Content starts
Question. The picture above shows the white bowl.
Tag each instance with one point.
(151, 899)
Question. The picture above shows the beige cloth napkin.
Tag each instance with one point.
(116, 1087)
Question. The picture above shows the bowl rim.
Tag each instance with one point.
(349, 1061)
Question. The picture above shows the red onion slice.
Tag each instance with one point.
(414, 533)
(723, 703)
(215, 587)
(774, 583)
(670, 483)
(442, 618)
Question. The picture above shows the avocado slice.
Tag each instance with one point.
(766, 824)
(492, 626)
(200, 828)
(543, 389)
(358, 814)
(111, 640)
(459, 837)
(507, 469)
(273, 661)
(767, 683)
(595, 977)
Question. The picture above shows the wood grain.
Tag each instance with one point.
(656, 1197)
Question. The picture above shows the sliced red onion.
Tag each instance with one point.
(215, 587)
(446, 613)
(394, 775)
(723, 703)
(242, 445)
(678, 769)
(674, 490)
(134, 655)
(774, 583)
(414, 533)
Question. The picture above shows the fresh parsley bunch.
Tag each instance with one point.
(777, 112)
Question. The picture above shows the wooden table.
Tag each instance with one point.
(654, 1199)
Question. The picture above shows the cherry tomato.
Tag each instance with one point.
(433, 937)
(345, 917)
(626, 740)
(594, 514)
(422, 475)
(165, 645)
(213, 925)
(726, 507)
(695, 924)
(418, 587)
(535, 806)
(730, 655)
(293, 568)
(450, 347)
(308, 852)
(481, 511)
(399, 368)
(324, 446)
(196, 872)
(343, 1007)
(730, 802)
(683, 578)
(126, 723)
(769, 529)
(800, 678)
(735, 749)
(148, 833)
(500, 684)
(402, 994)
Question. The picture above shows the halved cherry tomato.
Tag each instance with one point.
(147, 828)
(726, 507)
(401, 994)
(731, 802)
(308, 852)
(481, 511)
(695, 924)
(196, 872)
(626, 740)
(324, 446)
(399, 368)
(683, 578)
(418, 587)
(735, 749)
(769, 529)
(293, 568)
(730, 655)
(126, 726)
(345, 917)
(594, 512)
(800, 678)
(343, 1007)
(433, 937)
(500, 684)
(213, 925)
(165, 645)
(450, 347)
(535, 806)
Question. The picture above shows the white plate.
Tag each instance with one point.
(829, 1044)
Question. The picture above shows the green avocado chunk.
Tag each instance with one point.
Content ends
## What this task involves
Going line by line, repeat the whole listing exactly.

## Solution to the problem
Question. The picture above shows the white bowl.
Tag each instance with one point.
(151, 899)
Question. The picture above shows the beige cloth napkin.
Tag each instance with one point.
(116, 1087)
Question. The picture above shows the bowl rim.
Tag each instance with one point.
(349, 1061)
Question. The picture above shows the red onion slice.
Tag each instance with one point.
(414, 533)
(723, 703)
(215, 587)
(774, 583)
(670, 483)
(442, 618)
Question. The picture above shows the avocado slice.
Tag each instance with one point.
(766, 824)
(492, 626)
(200, 828)
(543, 389)
(358, 814)
(111, 640)
(459, 837)
(507, 469)
(273, 661)
(767, 683)
(595, 977)
Question. The picture above shows the wood grain.
Tag each instance with one point.
(656, 1197)
Question. The picture above shows the sliced red onion.
Tag each instance with one point.
(215, 587)
(446, 613)
(394, 775)
(723, 703)
(242, 445)
(678, 769)
(674, 490)
(134, 655)
(774, 583)
(414, 533)
Question. The picture above shows the fresh parsley bunch.
Tag each instance with one point.
(777, 112)
Question. The picture above shows the wooden table.
Tag each instance with one point.
(654, 1199)
Question. The picture above shows the cherry tomato.
Tag each instance with one point.
(433, 937)
(345, 917)
(626, 740)
(594, 514)
(422, 475)
(165, 645)
(213, 925)
(726, 507)
(695, 924)
(418, 587)
(535, 806)
(730, 655)
(293, 568)
(450, 347)
(308, 852)
(481, 511)
(399, 368)
(324, 446)
(196, 872)
(343, 1007)
(730, 802)
(683, 578)
(126, 723)
(769, 529)
(800, 678)
(735, 749)
(148, 833)
(500, 684)
(402, 994)
Question. The picture above shows the halved cherry tomato.
Tag each instance with one point.
(147, 828)
(726, 507)
(401, 994)
(731, 802)
(308, 852)
(481, 511)
(695, 924)
(196, 872)
(626, 740)
(324, 446)
(399, 368)
(683, 578)
(418, 587)
(735, 749)
(769, 529)
(293, 568)
(730, 655)
(126, 726)
(345, 917)
(594, 512)
(800, 678)
(343, 1007)
(433, 937)
(500, 684)
(213, 925)
(165, 645)
(450, 347)
(535, 806)
Question. The picture above shows the white plate.
Tag each instance with one point.
(829, 1044)
Question. The picture above shows the green avocado chunk.
Tag each instance with one point.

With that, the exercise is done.